= Beginning of Section =

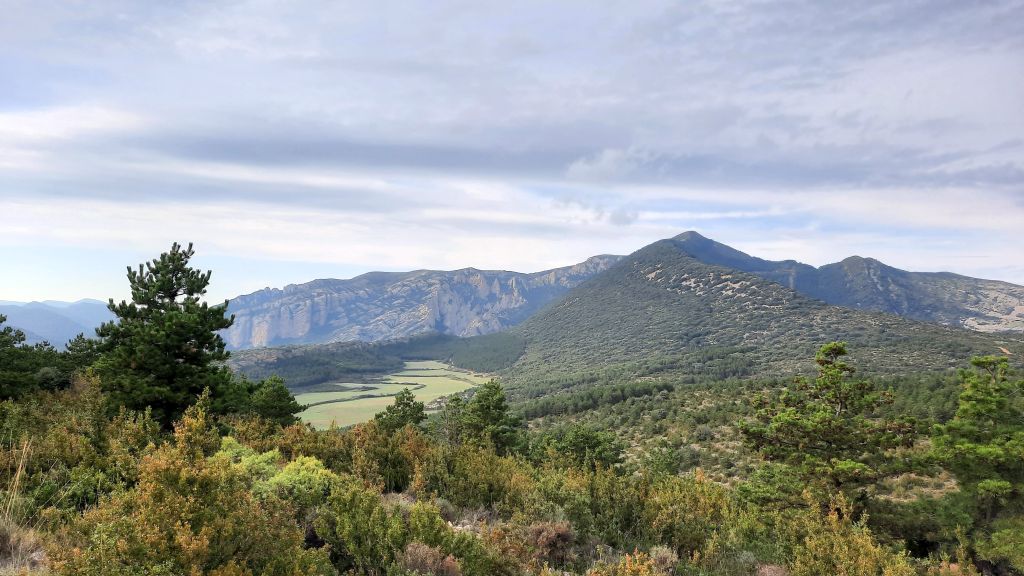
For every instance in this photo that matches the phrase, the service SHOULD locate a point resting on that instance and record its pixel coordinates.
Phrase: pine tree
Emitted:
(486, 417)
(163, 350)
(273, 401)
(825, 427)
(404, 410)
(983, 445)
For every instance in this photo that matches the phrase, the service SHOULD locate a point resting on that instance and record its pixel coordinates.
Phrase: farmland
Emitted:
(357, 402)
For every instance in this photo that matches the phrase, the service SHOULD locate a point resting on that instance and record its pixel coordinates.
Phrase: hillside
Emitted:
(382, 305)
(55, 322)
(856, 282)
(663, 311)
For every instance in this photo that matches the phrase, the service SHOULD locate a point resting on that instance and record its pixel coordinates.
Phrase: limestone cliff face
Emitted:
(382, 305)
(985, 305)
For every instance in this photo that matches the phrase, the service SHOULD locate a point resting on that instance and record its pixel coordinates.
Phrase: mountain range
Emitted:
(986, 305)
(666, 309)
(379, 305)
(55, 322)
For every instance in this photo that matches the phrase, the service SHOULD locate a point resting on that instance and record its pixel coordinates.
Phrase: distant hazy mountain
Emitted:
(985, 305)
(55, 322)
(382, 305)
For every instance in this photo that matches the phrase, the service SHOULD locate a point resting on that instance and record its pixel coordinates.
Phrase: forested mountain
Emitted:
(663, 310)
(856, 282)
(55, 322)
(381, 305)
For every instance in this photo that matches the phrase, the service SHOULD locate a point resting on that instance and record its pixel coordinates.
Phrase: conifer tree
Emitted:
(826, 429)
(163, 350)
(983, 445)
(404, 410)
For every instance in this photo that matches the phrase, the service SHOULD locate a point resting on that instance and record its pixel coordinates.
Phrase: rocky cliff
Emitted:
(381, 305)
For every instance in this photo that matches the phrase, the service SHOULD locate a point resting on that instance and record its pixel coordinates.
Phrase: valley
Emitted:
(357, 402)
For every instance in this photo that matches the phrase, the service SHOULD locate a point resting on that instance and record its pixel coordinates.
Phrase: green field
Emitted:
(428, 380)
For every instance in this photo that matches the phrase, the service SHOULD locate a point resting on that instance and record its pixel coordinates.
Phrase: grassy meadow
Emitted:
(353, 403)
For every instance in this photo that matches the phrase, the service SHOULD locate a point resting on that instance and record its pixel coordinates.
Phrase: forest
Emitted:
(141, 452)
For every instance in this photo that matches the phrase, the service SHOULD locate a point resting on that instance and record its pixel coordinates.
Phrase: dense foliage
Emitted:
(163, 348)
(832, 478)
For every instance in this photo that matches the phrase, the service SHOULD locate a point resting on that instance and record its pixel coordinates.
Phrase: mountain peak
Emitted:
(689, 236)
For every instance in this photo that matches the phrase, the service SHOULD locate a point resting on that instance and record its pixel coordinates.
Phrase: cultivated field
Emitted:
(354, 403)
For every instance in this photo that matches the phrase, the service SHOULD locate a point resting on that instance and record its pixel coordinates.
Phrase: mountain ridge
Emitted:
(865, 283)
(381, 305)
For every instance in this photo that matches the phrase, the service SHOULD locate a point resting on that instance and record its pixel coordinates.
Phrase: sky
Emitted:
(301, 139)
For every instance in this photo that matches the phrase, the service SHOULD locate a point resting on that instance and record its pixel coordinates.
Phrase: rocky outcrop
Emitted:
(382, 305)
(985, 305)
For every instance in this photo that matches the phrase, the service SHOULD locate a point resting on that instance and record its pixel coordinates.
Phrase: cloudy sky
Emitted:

= End of Section =

What you are asked to do —
Copy each line above that contains the string "cliff".

Solution to this exercise —
Phrase: limestone cliff face
Phrase: rocky cliff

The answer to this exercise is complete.